- Given request: Collect every line of the records below that contains the word "boat", and copy each one in full.

- Given records:
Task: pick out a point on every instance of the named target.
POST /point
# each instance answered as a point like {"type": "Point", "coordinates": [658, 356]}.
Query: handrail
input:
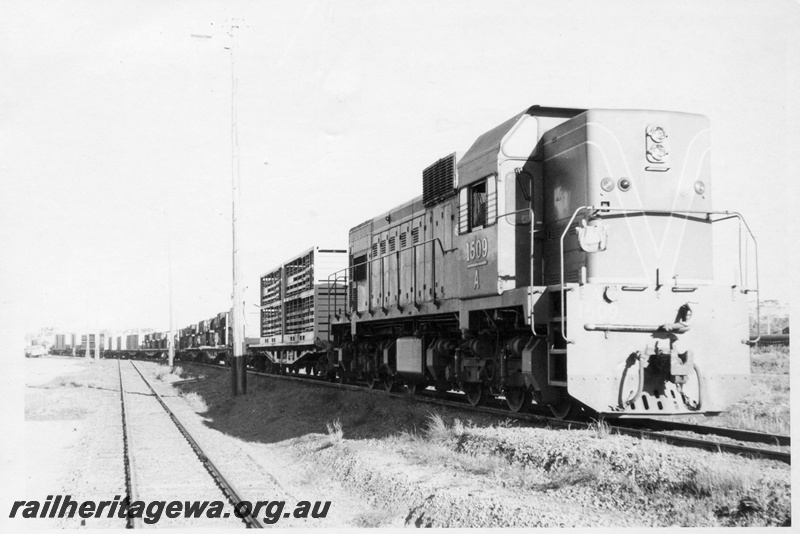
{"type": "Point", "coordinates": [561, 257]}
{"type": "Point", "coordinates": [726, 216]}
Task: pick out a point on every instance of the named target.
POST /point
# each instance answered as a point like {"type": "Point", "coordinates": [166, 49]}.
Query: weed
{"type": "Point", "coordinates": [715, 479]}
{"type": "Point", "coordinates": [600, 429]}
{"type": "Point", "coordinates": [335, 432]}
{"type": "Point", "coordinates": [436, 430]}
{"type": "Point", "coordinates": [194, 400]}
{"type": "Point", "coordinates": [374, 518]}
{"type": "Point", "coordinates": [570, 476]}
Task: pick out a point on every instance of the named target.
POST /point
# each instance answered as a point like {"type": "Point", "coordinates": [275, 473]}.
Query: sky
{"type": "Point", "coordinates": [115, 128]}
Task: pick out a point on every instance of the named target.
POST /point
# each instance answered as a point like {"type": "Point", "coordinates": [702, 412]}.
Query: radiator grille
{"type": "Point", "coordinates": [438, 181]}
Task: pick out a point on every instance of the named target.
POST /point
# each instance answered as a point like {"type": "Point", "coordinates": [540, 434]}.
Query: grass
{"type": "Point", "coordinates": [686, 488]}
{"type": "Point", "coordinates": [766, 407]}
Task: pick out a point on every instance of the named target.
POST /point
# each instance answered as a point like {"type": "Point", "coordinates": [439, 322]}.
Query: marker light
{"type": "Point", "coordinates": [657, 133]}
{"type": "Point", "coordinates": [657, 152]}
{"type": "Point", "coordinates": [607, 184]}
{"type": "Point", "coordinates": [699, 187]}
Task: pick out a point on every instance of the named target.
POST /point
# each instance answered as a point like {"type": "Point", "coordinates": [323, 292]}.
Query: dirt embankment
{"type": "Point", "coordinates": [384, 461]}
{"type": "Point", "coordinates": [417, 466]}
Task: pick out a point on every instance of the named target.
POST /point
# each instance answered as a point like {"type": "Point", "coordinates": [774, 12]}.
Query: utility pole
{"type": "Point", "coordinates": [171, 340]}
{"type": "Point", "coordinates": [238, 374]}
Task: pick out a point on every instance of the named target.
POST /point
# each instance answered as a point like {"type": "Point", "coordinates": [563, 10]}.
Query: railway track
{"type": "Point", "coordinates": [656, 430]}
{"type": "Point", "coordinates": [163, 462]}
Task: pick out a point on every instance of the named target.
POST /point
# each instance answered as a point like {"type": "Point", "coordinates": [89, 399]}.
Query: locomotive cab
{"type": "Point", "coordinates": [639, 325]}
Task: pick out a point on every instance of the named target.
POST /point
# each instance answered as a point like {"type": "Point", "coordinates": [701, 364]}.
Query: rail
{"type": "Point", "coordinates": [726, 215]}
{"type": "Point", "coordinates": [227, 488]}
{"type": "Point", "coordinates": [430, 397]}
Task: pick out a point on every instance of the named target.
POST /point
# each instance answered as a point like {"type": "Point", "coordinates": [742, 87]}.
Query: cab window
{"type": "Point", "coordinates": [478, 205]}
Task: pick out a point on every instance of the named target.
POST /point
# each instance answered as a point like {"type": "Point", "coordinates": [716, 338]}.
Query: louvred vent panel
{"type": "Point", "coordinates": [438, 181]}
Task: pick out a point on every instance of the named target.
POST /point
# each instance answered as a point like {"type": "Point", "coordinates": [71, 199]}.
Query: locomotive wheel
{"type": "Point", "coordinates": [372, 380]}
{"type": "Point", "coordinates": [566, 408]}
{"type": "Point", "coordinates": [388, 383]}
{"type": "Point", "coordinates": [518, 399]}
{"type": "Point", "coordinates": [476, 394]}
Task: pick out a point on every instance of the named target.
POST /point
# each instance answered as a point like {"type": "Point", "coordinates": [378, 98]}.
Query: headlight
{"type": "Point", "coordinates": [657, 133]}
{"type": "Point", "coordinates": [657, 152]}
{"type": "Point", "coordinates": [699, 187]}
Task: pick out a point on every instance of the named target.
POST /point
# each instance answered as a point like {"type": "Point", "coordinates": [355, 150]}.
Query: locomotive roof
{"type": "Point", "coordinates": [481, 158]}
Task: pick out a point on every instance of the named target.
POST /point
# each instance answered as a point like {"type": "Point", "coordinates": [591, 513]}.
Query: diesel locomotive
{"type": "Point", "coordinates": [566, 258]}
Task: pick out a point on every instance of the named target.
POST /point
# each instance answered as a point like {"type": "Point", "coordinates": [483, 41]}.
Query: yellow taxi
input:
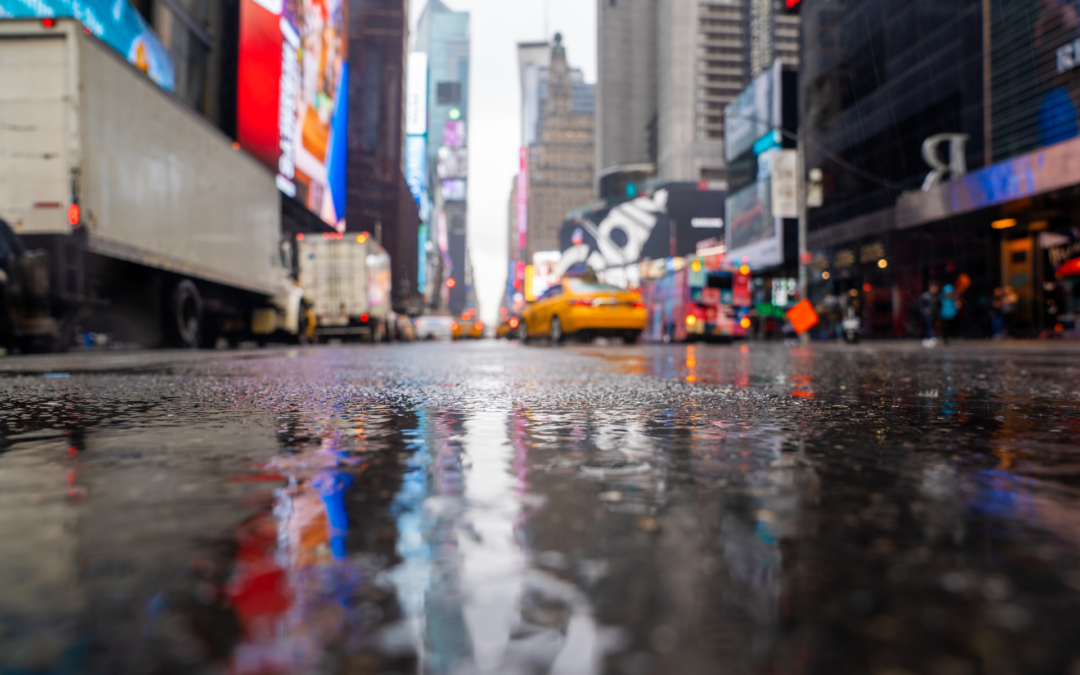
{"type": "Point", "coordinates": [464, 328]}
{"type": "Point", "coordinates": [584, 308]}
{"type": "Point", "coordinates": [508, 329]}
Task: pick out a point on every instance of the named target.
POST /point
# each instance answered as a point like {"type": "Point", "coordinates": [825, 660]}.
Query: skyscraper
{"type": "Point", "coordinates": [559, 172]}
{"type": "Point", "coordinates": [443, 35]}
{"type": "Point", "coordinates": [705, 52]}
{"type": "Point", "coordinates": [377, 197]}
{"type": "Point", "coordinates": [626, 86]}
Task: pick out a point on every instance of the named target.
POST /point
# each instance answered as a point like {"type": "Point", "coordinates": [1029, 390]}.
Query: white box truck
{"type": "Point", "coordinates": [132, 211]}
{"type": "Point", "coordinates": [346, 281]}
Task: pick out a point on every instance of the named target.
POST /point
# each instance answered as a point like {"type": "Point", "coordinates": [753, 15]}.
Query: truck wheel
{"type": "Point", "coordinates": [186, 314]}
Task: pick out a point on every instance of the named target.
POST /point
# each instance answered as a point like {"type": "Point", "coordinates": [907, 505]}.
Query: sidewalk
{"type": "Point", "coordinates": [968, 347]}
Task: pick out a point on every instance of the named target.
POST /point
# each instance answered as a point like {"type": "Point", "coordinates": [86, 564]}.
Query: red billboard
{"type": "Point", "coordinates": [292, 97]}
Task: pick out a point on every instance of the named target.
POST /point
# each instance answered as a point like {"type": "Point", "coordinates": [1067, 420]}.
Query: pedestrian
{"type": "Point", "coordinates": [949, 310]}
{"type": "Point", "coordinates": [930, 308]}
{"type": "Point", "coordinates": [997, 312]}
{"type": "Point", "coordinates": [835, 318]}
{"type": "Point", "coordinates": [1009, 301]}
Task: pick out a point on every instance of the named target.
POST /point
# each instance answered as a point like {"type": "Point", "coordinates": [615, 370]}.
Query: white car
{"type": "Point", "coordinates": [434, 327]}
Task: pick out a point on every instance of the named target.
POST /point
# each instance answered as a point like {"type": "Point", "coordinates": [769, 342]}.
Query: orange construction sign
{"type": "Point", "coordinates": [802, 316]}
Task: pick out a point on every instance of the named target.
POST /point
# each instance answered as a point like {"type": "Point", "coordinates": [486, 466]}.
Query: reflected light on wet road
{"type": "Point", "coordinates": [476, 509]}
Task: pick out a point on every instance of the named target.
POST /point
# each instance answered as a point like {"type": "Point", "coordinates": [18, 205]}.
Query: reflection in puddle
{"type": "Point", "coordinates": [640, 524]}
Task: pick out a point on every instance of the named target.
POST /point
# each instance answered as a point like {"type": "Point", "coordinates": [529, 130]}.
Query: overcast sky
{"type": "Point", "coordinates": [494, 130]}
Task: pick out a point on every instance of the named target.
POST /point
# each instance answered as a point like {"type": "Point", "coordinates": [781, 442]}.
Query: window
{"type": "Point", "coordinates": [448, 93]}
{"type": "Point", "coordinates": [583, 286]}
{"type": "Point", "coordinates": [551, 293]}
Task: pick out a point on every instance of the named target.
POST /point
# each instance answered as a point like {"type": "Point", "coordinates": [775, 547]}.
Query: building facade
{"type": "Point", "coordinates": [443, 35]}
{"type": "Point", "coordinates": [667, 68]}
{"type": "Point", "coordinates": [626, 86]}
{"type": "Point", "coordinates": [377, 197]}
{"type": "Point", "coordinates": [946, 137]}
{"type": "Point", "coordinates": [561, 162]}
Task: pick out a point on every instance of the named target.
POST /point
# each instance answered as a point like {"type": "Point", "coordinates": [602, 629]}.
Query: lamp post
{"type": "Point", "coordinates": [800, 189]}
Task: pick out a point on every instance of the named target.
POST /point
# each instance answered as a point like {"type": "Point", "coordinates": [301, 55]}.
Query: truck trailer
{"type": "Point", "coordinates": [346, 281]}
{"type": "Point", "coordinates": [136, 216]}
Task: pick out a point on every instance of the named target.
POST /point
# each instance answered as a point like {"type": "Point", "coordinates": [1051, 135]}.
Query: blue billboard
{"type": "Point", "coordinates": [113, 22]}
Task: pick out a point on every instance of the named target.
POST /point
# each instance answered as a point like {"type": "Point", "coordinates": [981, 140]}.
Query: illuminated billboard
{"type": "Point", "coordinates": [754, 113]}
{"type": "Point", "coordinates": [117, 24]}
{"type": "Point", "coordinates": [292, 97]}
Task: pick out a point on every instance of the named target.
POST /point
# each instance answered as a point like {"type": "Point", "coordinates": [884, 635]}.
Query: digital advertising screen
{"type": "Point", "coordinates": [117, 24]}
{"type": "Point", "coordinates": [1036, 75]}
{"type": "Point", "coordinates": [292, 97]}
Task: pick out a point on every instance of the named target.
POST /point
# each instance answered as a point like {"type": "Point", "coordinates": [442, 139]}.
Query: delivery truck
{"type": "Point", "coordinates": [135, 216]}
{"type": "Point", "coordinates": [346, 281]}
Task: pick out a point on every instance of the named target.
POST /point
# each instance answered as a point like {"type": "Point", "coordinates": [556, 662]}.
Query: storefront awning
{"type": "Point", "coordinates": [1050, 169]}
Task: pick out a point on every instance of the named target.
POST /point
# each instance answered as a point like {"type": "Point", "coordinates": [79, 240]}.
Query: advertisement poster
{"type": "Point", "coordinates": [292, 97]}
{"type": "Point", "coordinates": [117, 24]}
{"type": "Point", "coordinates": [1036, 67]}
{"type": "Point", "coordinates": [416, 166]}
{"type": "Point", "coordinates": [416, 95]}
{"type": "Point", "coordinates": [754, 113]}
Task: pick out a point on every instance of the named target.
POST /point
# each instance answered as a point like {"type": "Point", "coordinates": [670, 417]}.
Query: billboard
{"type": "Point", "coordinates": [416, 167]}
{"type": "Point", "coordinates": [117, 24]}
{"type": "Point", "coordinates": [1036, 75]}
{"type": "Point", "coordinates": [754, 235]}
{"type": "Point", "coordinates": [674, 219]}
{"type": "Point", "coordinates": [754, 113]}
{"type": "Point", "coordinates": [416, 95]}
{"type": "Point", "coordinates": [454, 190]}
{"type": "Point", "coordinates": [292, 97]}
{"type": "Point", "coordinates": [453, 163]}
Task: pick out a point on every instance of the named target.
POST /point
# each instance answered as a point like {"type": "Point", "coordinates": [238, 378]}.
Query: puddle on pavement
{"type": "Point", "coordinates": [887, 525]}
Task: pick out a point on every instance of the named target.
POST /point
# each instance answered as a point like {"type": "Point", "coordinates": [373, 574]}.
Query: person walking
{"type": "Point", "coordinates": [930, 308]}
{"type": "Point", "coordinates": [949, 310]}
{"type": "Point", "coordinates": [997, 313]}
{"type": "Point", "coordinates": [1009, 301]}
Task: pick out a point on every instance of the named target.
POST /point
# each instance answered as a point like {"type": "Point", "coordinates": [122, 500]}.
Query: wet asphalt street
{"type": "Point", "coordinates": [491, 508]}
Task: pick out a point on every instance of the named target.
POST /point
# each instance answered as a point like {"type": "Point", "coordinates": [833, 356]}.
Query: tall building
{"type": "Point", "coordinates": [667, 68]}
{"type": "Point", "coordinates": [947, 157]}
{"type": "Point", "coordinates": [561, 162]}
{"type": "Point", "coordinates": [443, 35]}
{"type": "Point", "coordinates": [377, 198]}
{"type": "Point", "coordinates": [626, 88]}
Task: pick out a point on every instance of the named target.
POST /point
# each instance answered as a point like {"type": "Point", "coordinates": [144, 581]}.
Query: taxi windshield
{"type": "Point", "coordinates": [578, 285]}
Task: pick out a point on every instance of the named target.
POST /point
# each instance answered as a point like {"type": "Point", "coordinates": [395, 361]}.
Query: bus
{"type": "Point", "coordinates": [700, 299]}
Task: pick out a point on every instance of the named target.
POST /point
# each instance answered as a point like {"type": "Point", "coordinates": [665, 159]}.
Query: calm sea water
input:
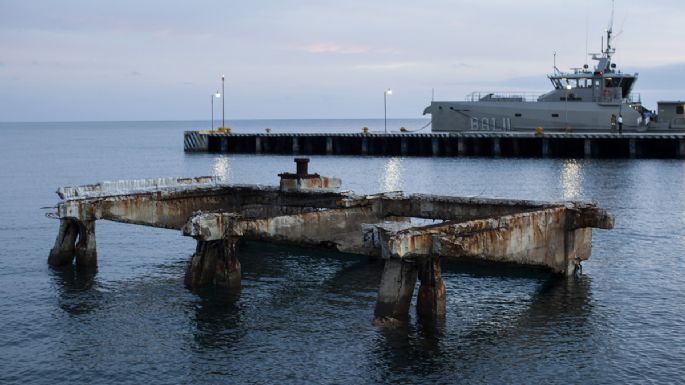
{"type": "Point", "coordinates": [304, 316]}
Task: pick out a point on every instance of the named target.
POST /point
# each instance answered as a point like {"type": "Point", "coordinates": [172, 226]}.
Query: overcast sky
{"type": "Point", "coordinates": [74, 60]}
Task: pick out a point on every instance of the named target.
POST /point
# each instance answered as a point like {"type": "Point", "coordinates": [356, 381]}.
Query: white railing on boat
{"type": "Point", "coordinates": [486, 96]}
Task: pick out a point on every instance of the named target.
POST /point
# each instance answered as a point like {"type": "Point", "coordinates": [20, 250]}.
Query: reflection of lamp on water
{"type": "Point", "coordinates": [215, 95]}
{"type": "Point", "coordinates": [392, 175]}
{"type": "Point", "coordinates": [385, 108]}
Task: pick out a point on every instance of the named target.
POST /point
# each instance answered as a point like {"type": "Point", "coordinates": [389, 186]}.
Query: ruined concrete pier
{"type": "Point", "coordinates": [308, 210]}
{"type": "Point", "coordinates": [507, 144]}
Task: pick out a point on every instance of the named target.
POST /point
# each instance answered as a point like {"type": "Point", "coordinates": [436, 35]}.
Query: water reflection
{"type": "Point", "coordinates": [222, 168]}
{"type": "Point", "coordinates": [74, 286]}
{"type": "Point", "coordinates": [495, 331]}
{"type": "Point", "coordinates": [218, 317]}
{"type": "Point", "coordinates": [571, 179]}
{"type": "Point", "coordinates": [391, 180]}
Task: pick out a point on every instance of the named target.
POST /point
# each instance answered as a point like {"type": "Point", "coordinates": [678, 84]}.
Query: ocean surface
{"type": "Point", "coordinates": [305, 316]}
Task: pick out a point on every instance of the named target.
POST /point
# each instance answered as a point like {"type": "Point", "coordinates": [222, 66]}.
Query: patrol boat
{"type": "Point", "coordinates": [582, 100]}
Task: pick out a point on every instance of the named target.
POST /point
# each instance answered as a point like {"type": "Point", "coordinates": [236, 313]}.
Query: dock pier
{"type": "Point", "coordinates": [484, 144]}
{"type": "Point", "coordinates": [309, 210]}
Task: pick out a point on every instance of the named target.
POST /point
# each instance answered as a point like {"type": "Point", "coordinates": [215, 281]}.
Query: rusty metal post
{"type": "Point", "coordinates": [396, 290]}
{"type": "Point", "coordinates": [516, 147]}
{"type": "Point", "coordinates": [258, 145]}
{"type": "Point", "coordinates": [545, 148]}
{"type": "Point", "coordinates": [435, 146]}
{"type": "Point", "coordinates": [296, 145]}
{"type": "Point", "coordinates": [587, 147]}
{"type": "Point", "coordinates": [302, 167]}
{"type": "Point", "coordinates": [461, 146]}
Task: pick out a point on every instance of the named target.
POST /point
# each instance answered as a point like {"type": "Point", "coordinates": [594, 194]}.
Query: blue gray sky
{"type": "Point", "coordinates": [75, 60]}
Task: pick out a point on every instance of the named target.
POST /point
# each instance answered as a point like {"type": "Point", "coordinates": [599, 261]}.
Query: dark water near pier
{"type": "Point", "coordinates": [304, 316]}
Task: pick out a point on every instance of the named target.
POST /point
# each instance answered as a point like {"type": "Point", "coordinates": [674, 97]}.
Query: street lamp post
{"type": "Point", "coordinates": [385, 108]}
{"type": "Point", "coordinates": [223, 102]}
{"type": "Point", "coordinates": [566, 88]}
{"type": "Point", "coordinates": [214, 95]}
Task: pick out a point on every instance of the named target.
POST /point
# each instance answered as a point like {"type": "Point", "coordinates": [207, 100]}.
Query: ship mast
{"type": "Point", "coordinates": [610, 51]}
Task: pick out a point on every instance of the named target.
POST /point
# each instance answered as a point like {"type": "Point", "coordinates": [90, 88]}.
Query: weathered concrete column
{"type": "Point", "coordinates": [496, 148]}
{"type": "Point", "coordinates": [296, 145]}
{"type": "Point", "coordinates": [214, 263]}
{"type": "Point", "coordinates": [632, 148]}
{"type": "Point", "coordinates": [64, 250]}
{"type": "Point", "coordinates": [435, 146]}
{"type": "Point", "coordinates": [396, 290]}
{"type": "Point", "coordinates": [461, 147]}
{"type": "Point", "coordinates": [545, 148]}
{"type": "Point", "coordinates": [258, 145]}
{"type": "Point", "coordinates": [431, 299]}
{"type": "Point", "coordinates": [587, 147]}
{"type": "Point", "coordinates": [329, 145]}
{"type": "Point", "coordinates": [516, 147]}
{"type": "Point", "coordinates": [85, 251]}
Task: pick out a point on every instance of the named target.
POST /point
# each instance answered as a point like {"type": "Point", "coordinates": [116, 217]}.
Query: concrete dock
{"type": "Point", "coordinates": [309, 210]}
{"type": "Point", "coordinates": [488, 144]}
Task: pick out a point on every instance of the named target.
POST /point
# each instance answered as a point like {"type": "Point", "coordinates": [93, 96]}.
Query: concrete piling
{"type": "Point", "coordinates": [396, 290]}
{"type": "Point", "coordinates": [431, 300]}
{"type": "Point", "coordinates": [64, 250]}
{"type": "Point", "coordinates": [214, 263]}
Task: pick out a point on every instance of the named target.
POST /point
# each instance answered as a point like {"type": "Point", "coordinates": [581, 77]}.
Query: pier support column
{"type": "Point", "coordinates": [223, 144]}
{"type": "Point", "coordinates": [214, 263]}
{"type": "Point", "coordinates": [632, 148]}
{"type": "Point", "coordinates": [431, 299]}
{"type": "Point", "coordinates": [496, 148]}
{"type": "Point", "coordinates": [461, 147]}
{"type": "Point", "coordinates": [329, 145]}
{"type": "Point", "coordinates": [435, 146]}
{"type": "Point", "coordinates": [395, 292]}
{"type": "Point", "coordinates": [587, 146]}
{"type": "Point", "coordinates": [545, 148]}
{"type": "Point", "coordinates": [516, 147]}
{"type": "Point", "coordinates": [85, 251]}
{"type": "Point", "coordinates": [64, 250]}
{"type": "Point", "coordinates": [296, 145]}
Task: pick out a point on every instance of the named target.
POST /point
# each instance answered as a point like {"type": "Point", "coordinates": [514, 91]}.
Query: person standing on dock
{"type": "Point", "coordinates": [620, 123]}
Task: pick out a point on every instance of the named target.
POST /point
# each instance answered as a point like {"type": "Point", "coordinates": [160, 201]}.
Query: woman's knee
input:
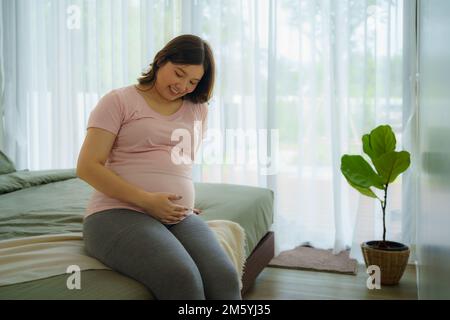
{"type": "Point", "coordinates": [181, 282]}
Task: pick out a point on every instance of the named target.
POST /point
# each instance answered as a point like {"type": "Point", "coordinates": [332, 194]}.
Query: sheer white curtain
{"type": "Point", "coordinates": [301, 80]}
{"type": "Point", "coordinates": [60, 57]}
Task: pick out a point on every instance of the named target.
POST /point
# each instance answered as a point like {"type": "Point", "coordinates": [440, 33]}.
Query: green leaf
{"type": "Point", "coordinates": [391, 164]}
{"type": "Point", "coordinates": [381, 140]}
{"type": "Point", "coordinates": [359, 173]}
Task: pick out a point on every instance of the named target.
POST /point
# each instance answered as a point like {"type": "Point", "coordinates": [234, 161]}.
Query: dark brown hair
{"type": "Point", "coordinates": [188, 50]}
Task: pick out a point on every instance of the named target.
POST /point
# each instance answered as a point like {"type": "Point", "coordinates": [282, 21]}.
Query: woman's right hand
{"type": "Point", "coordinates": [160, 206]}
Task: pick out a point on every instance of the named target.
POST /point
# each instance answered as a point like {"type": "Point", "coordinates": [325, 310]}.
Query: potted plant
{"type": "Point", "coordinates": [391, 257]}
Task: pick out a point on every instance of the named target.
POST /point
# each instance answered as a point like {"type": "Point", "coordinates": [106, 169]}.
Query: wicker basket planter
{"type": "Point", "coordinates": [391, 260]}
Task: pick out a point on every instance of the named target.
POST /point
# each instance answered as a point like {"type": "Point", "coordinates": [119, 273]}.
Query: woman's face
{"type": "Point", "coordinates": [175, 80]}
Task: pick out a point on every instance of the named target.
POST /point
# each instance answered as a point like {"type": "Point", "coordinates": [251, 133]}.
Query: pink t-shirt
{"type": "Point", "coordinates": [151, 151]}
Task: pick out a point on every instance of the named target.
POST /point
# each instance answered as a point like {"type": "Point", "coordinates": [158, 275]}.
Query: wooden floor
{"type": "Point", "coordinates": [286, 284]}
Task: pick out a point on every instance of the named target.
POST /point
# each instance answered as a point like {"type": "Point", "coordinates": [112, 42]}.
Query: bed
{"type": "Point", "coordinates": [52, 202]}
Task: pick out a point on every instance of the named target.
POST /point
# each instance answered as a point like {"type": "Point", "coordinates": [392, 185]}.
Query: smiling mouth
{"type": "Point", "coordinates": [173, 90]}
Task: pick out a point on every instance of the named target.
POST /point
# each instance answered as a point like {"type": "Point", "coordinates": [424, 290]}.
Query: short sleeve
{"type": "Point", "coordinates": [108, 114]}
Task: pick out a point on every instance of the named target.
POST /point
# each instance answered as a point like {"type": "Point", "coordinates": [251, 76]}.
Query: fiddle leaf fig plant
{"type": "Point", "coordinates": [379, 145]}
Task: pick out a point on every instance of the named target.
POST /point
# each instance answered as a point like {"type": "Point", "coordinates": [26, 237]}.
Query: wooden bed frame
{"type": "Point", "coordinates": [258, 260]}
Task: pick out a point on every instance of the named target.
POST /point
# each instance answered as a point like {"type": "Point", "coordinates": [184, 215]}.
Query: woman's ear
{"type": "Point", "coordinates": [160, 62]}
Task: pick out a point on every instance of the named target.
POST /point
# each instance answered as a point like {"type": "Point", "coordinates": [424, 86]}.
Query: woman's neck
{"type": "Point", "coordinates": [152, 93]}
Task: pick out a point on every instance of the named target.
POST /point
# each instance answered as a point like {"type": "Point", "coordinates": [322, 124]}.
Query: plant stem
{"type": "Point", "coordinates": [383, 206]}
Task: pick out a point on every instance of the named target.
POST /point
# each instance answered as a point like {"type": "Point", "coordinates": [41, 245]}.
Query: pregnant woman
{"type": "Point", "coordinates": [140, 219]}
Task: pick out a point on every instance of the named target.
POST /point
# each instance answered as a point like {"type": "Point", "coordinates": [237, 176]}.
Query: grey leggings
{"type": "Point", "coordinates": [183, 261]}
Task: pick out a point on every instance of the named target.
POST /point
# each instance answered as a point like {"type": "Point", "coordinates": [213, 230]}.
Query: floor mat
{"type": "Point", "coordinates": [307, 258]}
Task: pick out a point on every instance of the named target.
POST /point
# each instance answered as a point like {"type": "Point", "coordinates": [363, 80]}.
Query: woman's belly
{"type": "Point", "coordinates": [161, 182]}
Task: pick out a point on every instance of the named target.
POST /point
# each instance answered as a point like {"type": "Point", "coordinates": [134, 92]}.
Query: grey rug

- Response below:
Query: white railing on boat
Query: patrol boat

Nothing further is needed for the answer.